● ENTRIES SHOWN
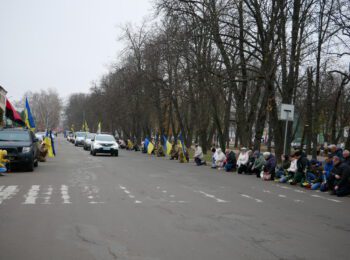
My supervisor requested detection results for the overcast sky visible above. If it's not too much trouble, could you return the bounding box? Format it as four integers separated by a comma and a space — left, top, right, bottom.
0, 0, 153, 100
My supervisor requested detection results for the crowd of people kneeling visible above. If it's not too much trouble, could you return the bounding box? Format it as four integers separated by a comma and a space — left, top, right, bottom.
126, 140, 350, 197
194, 144, 350, 197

● THE PROBLEM
Copy every line of the listing, unchanged, from the one containing "My supervisor requested detection results for the crowd" to the last line.

● OUTPUT FOR THIS EXERCISE
My supervisor requested detection results for the crowd of people kneeling visible above. If it's not too much trouble, could you return the bounding box? Format it as four integers separated by a comma and a space — left, top, right, bottom.
126, 140, 350, 197
194, 144, 350, 197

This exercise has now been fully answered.